**Tarea**
Traduce al inglés esta oración del fragmento sobre los frescos de la iglesia: "Ese lugar era patrimonio exclusivo de los sacerdotes."

**Fragmento seleccionado**

============

El interior estaba completamente cubierto de frescos en razonable buen estado. Aquí el ateísmo de estado o la insensatez y la incultura no se habían cebado. Los autores habían sido dos pintores griegos, hermanos, y otros dos albaneses. El programa iconográfico seguía los cánones clásicos habituales.

Estaba tan impresionado que me puse a hacer fotos como loco, al contrario de lo que en mí es habitual: primero observar y luego fotografiar. Era como si sintiera que esas figuras se desvanecerían tras mi paso o que me distraería y me perdería alguna escena. Lo que me estaba perdiendo eran las explicaciones de Dorian. Abandoné mi actitud y me uní al grupo en el centro de la iglesia.



La luz era tenue y las palabras de Dorian eran como una letanía particularmente larga. Nos animó a dirigir la mirada al iconostasio, la estructura de madera finamente tallada que separaba el lugar más sagrado, donde tenía lugar la transfiguración al margen de los hombres de a pie. Ese lugar era patrimonio exclusivo de los sacerdotes. A la altura de la vista estaban los iconos principales con la Virgen y el niño, Jesucristo, la dormición de la Virgen y dos santos que portaban una iglesia. Por los arcos superiores se atisbaba el fresco de la Virgen en majestad situado en el ábside.

============

**Datos de localización de puntos**
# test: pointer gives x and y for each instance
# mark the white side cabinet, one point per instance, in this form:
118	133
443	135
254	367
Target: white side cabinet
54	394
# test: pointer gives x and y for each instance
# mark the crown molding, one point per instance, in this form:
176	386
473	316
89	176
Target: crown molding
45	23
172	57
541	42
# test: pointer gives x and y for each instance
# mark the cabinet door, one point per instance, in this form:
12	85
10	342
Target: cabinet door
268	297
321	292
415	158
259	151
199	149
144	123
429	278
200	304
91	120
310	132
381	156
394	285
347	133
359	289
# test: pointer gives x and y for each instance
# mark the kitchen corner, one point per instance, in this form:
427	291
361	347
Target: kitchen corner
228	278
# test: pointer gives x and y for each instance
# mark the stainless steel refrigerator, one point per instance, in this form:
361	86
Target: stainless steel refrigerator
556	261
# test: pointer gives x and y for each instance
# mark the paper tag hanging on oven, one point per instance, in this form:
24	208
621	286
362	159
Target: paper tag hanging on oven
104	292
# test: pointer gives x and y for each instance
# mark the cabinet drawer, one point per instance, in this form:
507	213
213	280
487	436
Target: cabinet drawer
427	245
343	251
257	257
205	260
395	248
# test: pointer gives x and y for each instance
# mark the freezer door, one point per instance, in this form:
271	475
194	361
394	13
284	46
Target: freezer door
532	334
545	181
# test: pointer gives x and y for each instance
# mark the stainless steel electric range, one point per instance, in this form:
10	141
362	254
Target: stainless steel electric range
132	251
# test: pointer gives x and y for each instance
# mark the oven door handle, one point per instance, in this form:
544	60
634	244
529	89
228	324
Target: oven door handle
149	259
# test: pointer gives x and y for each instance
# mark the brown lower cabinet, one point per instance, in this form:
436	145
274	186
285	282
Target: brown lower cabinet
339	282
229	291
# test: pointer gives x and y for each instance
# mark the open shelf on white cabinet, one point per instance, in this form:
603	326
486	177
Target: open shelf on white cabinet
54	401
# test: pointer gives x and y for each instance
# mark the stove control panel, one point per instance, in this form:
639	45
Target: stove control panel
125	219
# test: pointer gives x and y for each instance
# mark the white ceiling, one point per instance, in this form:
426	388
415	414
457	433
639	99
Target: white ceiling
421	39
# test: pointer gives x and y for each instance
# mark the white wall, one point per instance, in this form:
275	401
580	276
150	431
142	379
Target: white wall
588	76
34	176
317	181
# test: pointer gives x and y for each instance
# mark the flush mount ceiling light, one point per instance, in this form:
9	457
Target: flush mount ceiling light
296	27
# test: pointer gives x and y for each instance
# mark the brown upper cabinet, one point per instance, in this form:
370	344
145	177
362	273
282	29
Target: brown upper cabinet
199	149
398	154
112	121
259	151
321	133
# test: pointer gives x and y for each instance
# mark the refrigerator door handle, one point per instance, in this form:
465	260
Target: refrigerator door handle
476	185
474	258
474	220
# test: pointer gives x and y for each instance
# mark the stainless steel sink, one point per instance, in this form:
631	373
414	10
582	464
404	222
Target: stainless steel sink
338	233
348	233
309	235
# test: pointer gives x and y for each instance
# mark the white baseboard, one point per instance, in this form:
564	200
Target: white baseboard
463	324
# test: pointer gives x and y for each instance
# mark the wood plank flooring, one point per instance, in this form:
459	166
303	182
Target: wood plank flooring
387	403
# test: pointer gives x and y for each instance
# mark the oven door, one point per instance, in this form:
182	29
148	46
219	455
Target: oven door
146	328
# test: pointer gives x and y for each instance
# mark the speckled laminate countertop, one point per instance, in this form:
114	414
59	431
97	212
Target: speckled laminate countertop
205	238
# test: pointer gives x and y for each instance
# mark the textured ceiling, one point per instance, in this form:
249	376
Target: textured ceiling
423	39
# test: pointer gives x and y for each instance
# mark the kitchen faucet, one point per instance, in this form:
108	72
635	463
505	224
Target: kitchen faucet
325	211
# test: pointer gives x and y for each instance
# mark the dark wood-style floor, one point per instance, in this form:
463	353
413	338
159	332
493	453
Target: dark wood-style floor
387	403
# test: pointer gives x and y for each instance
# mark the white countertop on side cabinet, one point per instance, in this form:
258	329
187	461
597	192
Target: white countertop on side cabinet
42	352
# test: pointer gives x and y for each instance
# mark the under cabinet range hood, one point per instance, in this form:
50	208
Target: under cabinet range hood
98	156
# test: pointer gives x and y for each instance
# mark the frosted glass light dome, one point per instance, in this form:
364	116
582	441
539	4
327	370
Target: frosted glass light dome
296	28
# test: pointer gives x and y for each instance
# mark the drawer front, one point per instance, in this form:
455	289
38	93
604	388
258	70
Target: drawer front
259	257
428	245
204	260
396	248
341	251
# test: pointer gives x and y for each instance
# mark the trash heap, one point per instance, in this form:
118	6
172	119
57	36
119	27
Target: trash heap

============

**Respuesta**
That place was the exclusive domain of the priests.